→ **What this task involves**
Exactly how many lines in this data contain the word "football"? Only the number should be given.
▽
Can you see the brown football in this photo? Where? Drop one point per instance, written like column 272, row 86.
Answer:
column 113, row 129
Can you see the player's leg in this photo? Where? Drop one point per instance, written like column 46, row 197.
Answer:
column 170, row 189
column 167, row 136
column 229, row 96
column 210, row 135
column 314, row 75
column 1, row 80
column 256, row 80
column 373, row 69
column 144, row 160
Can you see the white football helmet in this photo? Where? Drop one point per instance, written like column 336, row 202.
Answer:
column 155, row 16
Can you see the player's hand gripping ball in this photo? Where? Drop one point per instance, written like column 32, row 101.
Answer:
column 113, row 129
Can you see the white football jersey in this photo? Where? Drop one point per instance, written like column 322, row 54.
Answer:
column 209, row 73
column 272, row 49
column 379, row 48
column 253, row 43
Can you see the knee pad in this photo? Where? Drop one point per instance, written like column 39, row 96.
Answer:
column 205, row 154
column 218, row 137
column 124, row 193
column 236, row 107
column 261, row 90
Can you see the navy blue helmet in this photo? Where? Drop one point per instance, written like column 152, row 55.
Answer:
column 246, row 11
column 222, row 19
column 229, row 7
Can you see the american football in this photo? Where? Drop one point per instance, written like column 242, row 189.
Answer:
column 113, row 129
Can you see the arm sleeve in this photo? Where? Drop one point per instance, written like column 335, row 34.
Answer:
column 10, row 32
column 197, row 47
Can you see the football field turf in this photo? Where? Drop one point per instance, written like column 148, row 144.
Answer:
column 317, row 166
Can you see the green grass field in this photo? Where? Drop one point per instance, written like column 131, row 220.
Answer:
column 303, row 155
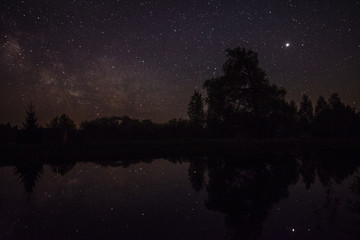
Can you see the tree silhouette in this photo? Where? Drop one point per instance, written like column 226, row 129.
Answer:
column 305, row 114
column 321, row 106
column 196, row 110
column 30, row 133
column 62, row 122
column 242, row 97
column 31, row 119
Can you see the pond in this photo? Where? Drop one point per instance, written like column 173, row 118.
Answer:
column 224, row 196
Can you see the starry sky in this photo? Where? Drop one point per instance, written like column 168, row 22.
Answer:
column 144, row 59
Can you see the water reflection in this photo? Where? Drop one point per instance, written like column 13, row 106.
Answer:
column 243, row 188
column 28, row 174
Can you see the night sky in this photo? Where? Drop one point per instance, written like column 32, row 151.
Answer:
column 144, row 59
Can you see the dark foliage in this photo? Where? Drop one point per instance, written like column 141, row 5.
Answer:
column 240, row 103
△
→ **Task solution**
5